* _Aangeleverde records_:
- - - -

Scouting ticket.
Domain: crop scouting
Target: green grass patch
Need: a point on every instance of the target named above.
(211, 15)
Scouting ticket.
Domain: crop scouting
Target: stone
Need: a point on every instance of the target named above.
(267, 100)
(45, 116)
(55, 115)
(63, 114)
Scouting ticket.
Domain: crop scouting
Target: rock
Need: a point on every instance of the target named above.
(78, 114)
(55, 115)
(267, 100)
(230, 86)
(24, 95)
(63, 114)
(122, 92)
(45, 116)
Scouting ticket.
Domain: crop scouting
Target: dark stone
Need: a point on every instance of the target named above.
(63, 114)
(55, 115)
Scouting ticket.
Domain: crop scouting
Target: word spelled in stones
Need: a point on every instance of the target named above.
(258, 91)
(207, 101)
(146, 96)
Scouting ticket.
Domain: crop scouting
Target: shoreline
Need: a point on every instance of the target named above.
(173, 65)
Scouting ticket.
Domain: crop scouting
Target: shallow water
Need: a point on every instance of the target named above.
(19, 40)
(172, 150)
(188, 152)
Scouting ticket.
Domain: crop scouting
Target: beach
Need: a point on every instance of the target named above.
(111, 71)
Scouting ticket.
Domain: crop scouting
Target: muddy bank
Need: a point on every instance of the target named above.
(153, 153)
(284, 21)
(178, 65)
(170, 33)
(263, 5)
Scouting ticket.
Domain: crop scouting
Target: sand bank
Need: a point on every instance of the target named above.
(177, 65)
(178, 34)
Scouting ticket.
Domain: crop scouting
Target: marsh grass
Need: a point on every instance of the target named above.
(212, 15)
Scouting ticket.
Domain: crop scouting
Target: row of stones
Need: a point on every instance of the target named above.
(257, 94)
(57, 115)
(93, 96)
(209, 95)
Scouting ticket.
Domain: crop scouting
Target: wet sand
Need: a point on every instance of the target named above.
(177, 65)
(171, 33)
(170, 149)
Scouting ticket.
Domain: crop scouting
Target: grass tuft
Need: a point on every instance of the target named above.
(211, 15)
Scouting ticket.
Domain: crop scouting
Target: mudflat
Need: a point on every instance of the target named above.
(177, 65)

- - - -

* _Schriftelijke opgave_:
Zoek in de records elke regel op waarin het woord "grass" voorkomt en neem die regels volledig over. Let daarbij op hoofdletters en kleine letters.

* _Resultaat opdracht_:
Target: green grass patch
Target: marsh grass
Target: grass tuft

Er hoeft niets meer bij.